* _Data rows_

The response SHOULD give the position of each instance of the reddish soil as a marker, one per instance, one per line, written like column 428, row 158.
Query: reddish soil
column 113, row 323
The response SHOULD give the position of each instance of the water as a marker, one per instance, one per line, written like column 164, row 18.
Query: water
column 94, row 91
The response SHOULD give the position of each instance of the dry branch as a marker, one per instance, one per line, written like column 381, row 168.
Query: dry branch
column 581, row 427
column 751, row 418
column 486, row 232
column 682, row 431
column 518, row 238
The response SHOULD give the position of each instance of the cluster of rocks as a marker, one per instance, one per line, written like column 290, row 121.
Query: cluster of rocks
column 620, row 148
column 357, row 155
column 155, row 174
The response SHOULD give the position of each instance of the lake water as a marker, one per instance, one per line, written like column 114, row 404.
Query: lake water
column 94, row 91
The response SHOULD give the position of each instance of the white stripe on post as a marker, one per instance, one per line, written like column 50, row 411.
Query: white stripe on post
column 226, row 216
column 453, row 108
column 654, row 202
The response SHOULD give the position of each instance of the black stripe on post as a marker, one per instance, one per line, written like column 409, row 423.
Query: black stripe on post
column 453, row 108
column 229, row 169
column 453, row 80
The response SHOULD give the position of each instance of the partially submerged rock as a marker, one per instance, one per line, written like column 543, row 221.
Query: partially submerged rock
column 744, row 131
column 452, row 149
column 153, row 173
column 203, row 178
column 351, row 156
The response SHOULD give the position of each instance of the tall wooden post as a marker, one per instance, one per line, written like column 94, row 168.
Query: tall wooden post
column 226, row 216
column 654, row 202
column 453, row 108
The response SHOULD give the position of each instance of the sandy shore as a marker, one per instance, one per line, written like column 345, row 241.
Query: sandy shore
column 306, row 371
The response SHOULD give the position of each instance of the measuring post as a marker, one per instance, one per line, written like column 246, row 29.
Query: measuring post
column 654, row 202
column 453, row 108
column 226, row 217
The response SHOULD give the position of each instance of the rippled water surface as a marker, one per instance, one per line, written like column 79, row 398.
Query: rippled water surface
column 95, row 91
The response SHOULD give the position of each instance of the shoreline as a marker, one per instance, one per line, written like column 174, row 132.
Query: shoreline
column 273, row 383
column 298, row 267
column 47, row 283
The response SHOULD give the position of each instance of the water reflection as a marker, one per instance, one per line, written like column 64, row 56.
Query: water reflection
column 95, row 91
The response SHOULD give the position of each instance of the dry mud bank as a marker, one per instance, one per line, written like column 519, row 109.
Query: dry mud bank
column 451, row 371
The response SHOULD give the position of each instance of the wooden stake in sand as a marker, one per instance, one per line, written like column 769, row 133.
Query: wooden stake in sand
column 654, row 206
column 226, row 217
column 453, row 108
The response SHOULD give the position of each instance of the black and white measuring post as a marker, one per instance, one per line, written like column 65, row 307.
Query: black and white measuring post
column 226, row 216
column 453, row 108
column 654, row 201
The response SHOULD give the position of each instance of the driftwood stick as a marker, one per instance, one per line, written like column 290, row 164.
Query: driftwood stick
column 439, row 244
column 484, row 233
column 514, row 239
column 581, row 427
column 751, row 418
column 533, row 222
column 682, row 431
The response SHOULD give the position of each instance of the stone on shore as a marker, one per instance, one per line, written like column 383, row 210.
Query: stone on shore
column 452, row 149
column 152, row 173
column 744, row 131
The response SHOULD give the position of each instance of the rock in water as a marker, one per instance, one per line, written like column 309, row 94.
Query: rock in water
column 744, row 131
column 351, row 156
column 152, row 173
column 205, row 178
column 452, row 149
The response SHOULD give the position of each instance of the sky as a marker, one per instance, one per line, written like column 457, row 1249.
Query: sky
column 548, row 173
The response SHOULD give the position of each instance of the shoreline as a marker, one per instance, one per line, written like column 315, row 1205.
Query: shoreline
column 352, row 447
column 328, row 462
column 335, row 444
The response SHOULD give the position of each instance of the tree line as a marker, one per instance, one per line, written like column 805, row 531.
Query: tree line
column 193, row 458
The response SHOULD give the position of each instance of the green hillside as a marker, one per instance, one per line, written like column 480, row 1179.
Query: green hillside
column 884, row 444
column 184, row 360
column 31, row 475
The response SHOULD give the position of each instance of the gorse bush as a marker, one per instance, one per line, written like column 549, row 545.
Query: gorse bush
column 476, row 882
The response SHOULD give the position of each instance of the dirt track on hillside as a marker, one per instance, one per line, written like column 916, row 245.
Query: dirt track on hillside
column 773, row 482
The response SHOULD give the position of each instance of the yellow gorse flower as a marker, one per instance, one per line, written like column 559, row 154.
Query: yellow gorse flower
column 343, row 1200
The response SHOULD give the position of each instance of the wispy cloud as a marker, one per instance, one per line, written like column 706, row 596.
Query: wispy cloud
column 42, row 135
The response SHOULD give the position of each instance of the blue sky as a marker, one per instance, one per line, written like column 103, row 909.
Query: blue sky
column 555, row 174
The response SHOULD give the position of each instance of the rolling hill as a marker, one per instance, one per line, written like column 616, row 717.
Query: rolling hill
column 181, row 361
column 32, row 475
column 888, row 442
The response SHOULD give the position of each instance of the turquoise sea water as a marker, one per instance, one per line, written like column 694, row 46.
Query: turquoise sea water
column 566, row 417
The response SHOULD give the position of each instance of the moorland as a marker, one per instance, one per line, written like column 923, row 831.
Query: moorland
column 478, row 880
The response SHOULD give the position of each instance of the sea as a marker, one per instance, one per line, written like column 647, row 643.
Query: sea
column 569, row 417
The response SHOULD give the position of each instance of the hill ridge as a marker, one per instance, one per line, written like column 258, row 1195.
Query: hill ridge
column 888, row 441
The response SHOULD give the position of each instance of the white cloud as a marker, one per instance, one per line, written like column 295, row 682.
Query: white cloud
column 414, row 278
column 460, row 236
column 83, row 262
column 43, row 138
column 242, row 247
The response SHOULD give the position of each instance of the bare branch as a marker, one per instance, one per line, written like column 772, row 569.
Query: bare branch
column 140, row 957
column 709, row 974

* _Exercise instructions_
Switch "marker" to "point" throughout all the records and write them out again, with nothing else changed.

* _Exercise response_
The response SHOULD give the position of each instance of the reddish soil as a point, one per instance, one per line, written like column 428, row 158.
Query: reddish soil
column 113, row 323
The response SHOULD give the position of each instance of the water as a point, one per instance, one per line, written like column 164, row 18.
Query: water
column 94, row 91
The response SHOULD give the position of each instance of the dry branch as a point, one per instance, one per line, written like column 381, row 168.
Query: dry branch
column 581, row 427
column 751, row 418
column 486, row 232
column 682, row 431
column 518, row 238
The response SHOULD give the position of each instance of the cluster of rocks as a point, one per instance, one per line, written like column 290, row 121.
Query: cluster of rocks
column 620, row 148
column 357, row 155
column 155, row 174
The response SHOULD give the position of each instance of the lake water as a point, one per instance, one per line, written like column 114, row 404.
Query: lake water
column 94, row 91
The response SHOULD give the position of each instance of the white stripe on post as a point, one per instance, one per line, written like column 50, row 411.
Query: white stripe on post
column 226, row 216
column 453, row 108
column 654, row 202
The response SHOULD give the position of each instance of the black stripe on post as a point, one per instance, one per line, written like column 409, row 423.
Query: black stripe on post
column 453, row 108
column 229, row 169
column 453, row 80
The response SHOULD give the position of each instance of the partially submerged rock as a point, one per instance, one per line, written like column 543, row 221.
Query: partially submerged rock
column 744, row 131
column 452, row 149
column 153, row 173
column 203, row 178
column 351, row 156
The response SHOULD give the position of each instance of the tall wooden post as a point, one per instance, one per line, written like column 94, row 168.
Query: tall wooden post
column 226, row 216
column 654, row 202
column 453, row 108
The response SHOULD give the position of each instance of the sandy shore as a point, one per instance, one per line, written like column 345, row 241.
Query: sandy shore
column 306, row 371
The response SHOULD give the position of each instance of the measuring post as a point, one per instance, one per line, written like column 246, row 29.
Query: measuring post
column 654, row 202
column 453, row 108
column 226, row 217
The response SHOULD give the position of each instance of the rippled water surface as a point, one per instance, one per line, written like column 79, row 398.
Query: rippled water surface
column 95, row 91
The response SHOULD give the position of each instance of the shoreline as a point, one per instance, one per line, written like column 174, row 132.
Query: shoreline
column 273, row 383
column 298, row 267
column 47, row 283
The response SHOULD give the position of each instance of the water reflection as a point, one per instance, one per line, written like column 64, row 56.
Query: water reflection
column 95, row 91
The response SHOULD give the position of each instance of the dry mud bank as a point, one per instance, one per line, written like column 519, row 109.
Query: dry mud bank
column 451, row 371
The response SHOULD give the position of each instance of the wooden stake in sand as a point, one per instance, one per line, written like column 769, row 133.
Query: wooden stake in sand
column 654, row 206
column 226, row 217
column 453, row 108
The response SHOULD give the position of each instance of the black and white measuring post as a point, one per instance, one per line, written like column 65, row 307.
Query: black and white measuring post
column 226, row 216
column 453, row 108
column 654, row 201
The response SHOULD give the position of each instance of the driftwood stick as a point, one per instance, one per line, written like column 290, row 164.
Query: driftwood stick
column 439, row 244
column 484, row 233
column 514, row 239
column 581, row 427
column 751, row 418
column 533, row 222
column 682, row 431
The response SHOULD give the position of each instance of the stone on shore as a point, one per instance, one per line, written like column 383, row 210.
Query: stone on shore
column 452, row 149
column 152, row 173
column 744, row 131
The response SHOULD give the position of each instance of the rock in water as a point, one per instance, one per line, written like column 309, row 94.
Query: rock in water
column 744, row 131
column 351, row 156
column 152, row 173
column 205, row 178
column 452, row 149
The response SHOULD give the position of each instance of the sky as a point, one per instance, one per line, written like column 457, row 1249.
Query: sky
column 548, row 173
The response SHOULD give the position of each instance of the shoreline as a point, one per instance, one per line, written like column 315, row 1205.
Query: shoreline
column 352, row 447
column 328, row 462
column 335, row 444
The response SHOULD give the position of each instance of the tree line as a point, one per instance, one per line, written like column 805, row 531.
Query: tree line
column 193, row 458
The response SHOULD give the position of each instance of the green hillside as a point, one per instance, one per line, written like column 480, row 1179.
Query: green hillside
column 884, row 444
column 184, row 360
column 31, row 475
The response SHOULD give the position of each instance of the gorse bush as a point, one per instance, one per line, written like column 549, row 545.
Query: gorse bush
column 476, row 882
The response SHOULD give the position of each instance of the dirt track on hillside as a point, one per instance, one per line, written like column 916, row 245.
Query: dirt track on hillside
column 773, row 482
The response SHOULD give the position of each instance of the yellow gorse flower as a point, one per instance, one per line, written like column 559, row 154.
Query: yellow gorse flower
column 343, row 1200
The response SHOULD give the position of each instance of the wispy cloud as a point, one per instance, one per line, written like column 706, row 596.
Query: wispy cloud
column 42, row 135
The response SHOULD give the position of each instance of the blue sky as a point, one per instance, one per line, written like column 103, row 909.
Query: blue sky
column 555, row 174
The response SHOULD give the position of each instance of the rolling hill as a point, one per instance, one per line, written like column 616, row 717.
Query: rolling hill
column 181, row 361
column 32, row 475
column 888, row 442
The response SHOULD give the position of each instance of the turquoise sea water as a point, one per instance, one per line, written like column 694, row 46.
Query: turquoise sea water
column 566, row 417
The response SHOULD give the position of each instance of the moorland as a point, one per instance, one per line, written like column 923, row 831.
Query: moorland
column 478, row 880
The response SHOULD give the position of each instance of the sea as a point, one per instance, one per line, written like column 647, row 643.
Query: sea
column 569, row 417
The response SHOULD give the position of each instance of the hill ridge as a point, one per instance, one per line, written like column 258, row 1195.
Query: hill ridge
column 888, row 441
The response SHOULD give the position of each instance of the white cloud as a point, one per instance, one per line, written like column 295, row 682.
Query: white cloud
column 414, row 278
column 460, row 236
column 83, row 262
column 43, row 138
column 242, row 247
The response SHOULD give the position of each instance of the bare branch as a point, one per instance, one per line, written like column 772, row 569.
Query: bare branch
column 140, row 957
column 709, row 974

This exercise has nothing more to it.